- **DOCUMENT EXTRACT**:
The practical implication is that trustees must adopt a “disclosure-ready” posture. Every document created in the administration of the trust should be drafted with the understanding that it may be disclosed to beneficiaries. This includes internal emails, draft reports, and preliminary valuations. The court specifically held that “the fact that a document is internal or preliminary does not automatically exempt it from disclosure.” The only exception is for documents covered by legal professional privilege, such as advice from the trust’s lawyers on a potential dispute. But even here, the privilege must be claimed specifically for each document, not as a blanket exemption.
Strategic Considerations for Settlors
For settlors establishing new trusts, the Kan Lai Kwan ruling has direct implications for trust deed drafting. Settlors who wish to limit beneficiary access to information must now do so through carefully structured “exclusion clauses” that comply with the court’s guidance. The judgment suggests that a clause may be valid if it “defines the scope of the beneficiary’s interest” rather than “purporting to exclude the proprietary right.” For example, a clause that limits a beneficiary’s interest to a fixed income stream, rather than a share of the capital, may be effective in limiting the beneficiary’s right to information about capital transactions.

- **INFORMATION PROVIDED**:
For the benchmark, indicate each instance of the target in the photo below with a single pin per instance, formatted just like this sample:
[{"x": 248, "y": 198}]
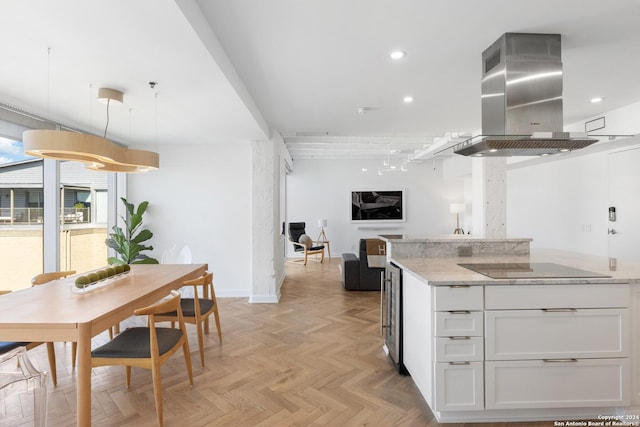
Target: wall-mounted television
[{"x": 378, "y": 206}]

- **WORK TO COMPLETE**:
[1] Could you quote the passage on trust disclosure, beginning at the words "Strategic Considerations for" and stopping after "about capital transactions."?
[2] Which kinds of documents does the passage on trust disclosure list as included among those that may be disclosed to beneficiaries?
[3] Can you carry on the passage on trust disclosure past its last sentence?

- **RESULTS**:
[1]
Strategic Considerations for Settlors
For settlors establishing new trusts, the Kan Lai Kwan ruling has direct implications for trust deed drafting. Settlors who wish to limit beneficiary access to information must now do so through carefully structured “exclusion clauses” that comply with the court’s guidance. The judgment suggests that a clause may be valid if it “defines the scope of the beneficiary’s interest” rather than “purporting to exclude the proprietary right.” For example, a clause that limits a beneficiary’s interest to a fixed income stream, rather than a share of the capital, may be effective in limiting the beneficiary’s right to information about capital transactions.

[2] Internal emails, draft reports, and preliminary valuations.

[3]
However, the court warned that such clauses will be strictly construed against the trustee. Any ambiguity will be resolved in favour of the beneficiary. Settlors should also consider the use of “protector” or “trust advisor” structures, where an independent third party holds the power to approve or veto trustee decisions, including disclosure decisions. The court’s judgment does not directly address the role of protectors, but the logic of the ruling suggests that a protector’s decision to withhold information would be subject to the same proprietary right analysis.
Cross-Border Considerations for Multi-Jurisdictional Trusts
For families with trusts in multiple jurisdictions — a common structure for UHNW families with assets in Hong Kong, Singapore, and the Cayman Islands — the Kan Lai Kwan ruling creates potential conflicts of law. The Hong Kong court’s proprietary right analysis may not apply in jurisdictions where the right to information is more limited. For example, the Cayman Islands Trusts Act (2021 Revision) provides a more restricted right, requiring a beneficiary to show “good cause” for disclosure. Similarly, Singapore’s Trustee Act (Cap. 337) has been interpreted by the Court of Appeal in Wong Yuen Hock v. Chua Boon Chin (2023) SGCA 12 as giving trustees broader discretion to withhold information.
The practical solution is to ensure that the trust’s governing law and the jurisdiction of the trustee are aligned. If a trust is governed by Hong Kong law but administered by a Singapore trustee, the beneficiary could potentially enforce the Hong Kong right in Singapore courts under the common law principle of comity. However, this is untested territory. The safer approach is to have a single governing law for the trust and ensure that the trustee is domiciled in that jurisdiction. For families with multi-jurisdictional structures, the Kan Lai Kwan ruling may prompt a review of existing trust deeds and a consideration of whether to move the trust’s governing law to Hong Kong to take advantage of the stronger beneficiary protections.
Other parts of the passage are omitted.